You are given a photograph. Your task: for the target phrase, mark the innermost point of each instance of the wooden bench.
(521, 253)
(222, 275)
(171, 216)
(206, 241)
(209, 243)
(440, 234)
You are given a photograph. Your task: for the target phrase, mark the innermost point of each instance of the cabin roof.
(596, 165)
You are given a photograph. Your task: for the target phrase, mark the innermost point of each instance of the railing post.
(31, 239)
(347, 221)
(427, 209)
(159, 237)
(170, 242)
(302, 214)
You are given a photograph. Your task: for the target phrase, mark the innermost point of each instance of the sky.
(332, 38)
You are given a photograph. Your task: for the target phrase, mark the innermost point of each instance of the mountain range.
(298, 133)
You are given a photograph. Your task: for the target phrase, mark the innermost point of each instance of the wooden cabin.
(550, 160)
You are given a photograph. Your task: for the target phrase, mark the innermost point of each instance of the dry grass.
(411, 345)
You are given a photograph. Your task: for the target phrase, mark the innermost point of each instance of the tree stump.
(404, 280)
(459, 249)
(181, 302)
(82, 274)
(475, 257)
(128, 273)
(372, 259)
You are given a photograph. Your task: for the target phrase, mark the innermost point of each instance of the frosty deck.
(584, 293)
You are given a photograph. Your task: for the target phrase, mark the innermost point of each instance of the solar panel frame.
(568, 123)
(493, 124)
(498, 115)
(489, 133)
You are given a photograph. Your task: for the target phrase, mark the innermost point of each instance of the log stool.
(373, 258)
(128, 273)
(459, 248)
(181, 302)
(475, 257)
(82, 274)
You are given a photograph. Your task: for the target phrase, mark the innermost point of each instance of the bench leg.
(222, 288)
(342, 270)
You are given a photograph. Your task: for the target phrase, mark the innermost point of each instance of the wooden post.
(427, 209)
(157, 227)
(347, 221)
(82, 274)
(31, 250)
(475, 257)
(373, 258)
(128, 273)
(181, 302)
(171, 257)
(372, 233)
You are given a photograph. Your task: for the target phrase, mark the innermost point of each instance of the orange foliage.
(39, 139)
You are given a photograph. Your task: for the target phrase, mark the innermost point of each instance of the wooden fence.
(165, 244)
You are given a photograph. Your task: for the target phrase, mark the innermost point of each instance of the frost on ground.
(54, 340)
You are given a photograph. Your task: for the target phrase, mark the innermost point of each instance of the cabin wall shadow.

◆ What the task asks:
Each line shown above must be repeated exactly.

◆ Response for this exercise:
You are given a photograph. Your task: for the target phrase, mark the innermost point of each instance of the wooden bench.
(521, 253)
(222, 275)
(171, 216)
(206, 241)
(209, 243)
(440, 234)
You are given a photograph. Your task: for the target phrase, mark the innermost point of each instance of the cabin roof.
(596, 165)
You are given a photograph. Your task: for the target phrase, mark the innermost point of each instance of the railing post.
(31, 239)
(347, 221)
(427, 209)
(159, 237)
(170, 242)
(302, 214)
You are given a photograph. Your task: for the target phrase, mark the innermost point of each instance of the sky.
(332, 38)
You are given a photograph. Your task: for the target phrase, mark the innermost point of each instance of the mountain range.
(298, 133)
You are given a photograph. Your task: for the target phrase, mark the innermost point of each instance of the wooden cabin.
(550, 160)
You are given a photograph. Your task: for the target phrase, mark the innermost point of each instance of the dry grass.
(411, 345)
You are given a photograph. Your task: for the target phrase, mark the innermost point of each instance of the tree stump.
(404, 280)
(459, 249)
(181, 302)
(82, 274)
(475, 257)
(128, 273)
(372, 259)
You are given a photograph. Your task: for the target phrase, mark the innermost point of each instance of the frosty deck.
(584, 293)
You are given a photograph. Your task: for the target phrase, mark the innermost point of each instance of the solar panel frame.
(568, 123)
(493, 124)
(498, 115)
(489, 133)
You are given a photograph. Your task: for the target phrase, mark the innermost point of each instance of the log stool.
(373, 258)
(128, 273)
(459, 248)
(181, 302)
(475, 257)
(82, 274)
You are given a photograph. Your task: for the target phrase, mark the innermost point of each instance of the bench leg.
(222, 288)
(342, 270)
You are given a photograph. Your task: for the target phrase, mark the innermost point of each instance of the wooden post.
(427, 209)
(157, 227)
(347, 221)
(82, 274)
(31, 250)
(475, 257)
(373, 258)
(128, 273)
(181, 302)
(171, 257)
(372, 233)
You are given a photograph. Your task: for the target phrase, mark the innermost point of each instance of the orange foliage.
(39, 139)
You are given a photograph. Your task: for the target phrase, mark the innermost point of each instance of the wooden fence.
(165, 244)
You are given a photograph. Your task: for the target phrase, mark the innermost point of each instance of the frost on ground.
(54, 340)
You are given a photograph. Your task: for the target phrase, mark the innermost point of each instance of the cabin wall shadow.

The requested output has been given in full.